** Work to do **
Can you update the rows below, from the line containing "Tag miró poster." through the end of the rows, by replacing "sideboard" with "credenza" and leaving everything else the same?

** start Entries **

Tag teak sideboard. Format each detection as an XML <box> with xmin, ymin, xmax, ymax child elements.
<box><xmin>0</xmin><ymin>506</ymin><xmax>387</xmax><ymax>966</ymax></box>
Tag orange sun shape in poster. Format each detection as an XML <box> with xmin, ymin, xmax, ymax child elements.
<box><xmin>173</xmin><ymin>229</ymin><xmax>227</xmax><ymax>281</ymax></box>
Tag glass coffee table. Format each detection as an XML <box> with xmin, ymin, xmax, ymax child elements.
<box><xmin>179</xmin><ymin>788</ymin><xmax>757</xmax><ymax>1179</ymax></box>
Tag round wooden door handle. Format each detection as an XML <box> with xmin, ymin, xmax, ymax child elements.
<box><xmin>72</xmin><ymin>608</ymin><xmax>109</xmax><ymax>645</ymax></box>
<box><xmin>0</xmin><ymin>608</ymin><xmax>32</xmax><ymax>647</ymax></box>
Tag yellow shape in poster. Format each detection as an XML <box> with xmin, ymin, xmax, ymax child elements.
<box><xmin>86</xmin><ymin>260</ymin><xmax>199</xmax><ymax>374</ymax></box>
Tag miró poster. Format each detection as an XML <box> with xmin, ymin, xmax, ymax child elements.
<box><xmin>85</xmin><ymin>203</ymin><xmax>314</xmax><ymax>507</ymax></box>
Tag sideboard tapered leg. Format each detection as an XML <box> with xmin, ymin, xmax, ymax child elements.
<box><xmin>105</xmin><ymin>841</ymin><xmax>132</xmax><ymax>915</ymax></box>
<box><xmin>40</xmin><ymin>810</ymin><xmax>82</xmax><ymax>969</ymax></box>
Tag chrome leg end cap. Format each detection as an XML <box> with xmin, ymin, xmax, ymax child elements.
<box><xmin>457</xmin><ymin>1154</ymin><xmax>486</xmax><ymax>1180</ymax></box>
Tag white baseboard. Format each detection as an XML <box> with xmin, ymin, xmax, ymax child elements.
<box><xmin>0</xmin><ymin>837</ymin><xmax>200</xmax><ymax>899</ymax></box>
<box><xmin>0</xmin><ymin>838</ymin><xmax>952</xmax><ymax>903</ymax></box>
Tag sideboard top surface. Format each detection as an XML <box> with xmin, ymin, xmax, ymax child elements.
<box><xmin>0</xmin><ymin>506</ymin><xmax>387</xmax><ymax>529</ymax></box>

** end Entries **

** Correct response **
Tag miró poster. Format each detection as an XML <box> with xmin, ymin, xmax, ymax child elements.
<box><xmin>85</xmin><ymin>203</ymin><xmax>314</xmax><ymax>507</ymax></box>
Tag credenza tapered leg. Format each detection as an XML <box> with xmin, ymin, xmax, ymax child elements.
<box><xmin>105</xmin><ymin>841</ymin><xmax>132</xmax><ymax>915</ymax></box>
<box><xmin>40</xmin><ymin>810</ymin><xmax>82</xmax><ymax>969</ymax></box>
Tag chrome leg end cap. Format each detection as an XML <box> with xmin, ymin, xmax, ymax child elements.
<box><xmin>457</xmin><ymin>1154</ymin><xmax>486</xmax><ymax>1180</ymax></box>
Tag white baseboard. Format each detection as an XML <box> with xmin, ymin, xmax, ymax child elements.
<box><xmin>0</xmin><ymin>837</ymin><xmax>200</xmax><ymax>899</ymax></box>
<box><xmin>0</xmin><ymin>838</ymin><xmax>952</xmax><ymax>903</ymax></box>
Tag credenza top surface. Format each detection as an XML <box> with xmin, ymin, xmax, ymax child elements.
<box><xmin>0</xmin><ymin>506</ymin><xmax>387</xmax><ymax>529</ymax></box>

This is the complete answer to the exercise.